Cambia "that would help" por "it would be appreciated" en el listado, desde la línea que contiene "of the human" hasta el final, ambas incluidas, y reproduce solo esas líneas sin ninguna otra modificación.

Entradas almacenadas:
↓

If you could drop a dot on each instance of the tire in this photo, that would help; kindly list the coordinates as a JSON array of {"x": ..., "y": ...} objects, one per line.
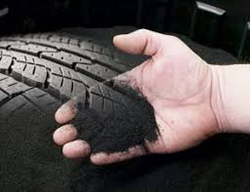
[
  {"x": 38, "y": 73},
  {"x": 59, "y": 65}
]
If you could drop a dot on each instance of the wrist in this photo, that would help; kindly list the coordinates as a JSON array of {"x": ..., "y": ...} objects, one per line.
[{"x": 217, "y": 98}]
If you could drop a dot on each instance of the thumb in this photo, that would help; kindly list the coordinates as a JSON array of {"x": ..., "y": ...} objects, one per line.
[{"x": 139, "y": 42}]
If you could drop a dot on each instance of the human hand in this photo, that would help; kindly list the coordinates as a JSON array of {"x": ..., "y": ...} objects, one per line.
[{"x": 175, "y": 81}]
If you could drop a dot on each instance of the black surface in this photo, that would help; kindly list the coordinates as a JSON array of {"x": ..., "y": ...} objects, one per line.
[{"x": 30, "y": 161}]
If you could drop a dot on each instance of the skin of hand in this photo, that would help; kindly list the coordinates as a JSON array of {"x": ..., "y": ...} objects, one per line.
[{"x": 182, "y": 88}]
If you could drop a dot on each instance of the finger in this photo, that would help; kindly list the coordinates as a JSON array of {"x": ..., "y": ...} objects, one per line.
[
  {"x": 76, "y": 149},
  {"x": 65, "y": 134},
  {"x": 105, "y": 158},
  {"x": 66, "y": 112},
  {"x": 139, "y": 42}
]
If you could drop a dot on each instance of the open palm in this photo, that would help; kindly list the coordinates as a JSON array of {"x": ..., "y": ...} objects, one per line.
[{"x": 175, "y": 81}]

↑

Resultado completo
If you could drop a dot on each instance of the human hand in this photo, it would be appreciated; kindly list the coordinates as a JSON array of {"x": ..., "y": ...} objects, one per line.
[{"x": 175, "y": 81}]
If you could drop a dot on each instance of the black surface in this photo, it would be appreciated; kindly list the coordinates as a JSON array of {"x": ..., "y": ...} objects, one per line.
[{"x": 30, "y": 161}]
If you could drop a dot on each instance of the skin of hand in this photo, it would be appreciated; kindly list the coordinates as a JSON array of {"x": ..., "y": ...} objects, one per line.
[{"x": 182, "y": 88}]
If you could drop a dot on each instance of the finger in this photo, it would be appreciated; kindly list the coordinates as a JSON array of {"x": ..., "y": ...} objects, one per line.
[
  {"x": 76, "y": 149},
  {"x": 65, "y": 134},
  {"x": 105, "y": 158},
  {"x": 66, "y": 112},
  {"x": 139, "y": 42}
]
If you could drop a dot on each instance of the open palm in this photo, it would be appreciated; kindly list the coordinates as a JSON array of {"x": ..., "y": ...} objects, one per line.
[{"x": 175, "y": 81}]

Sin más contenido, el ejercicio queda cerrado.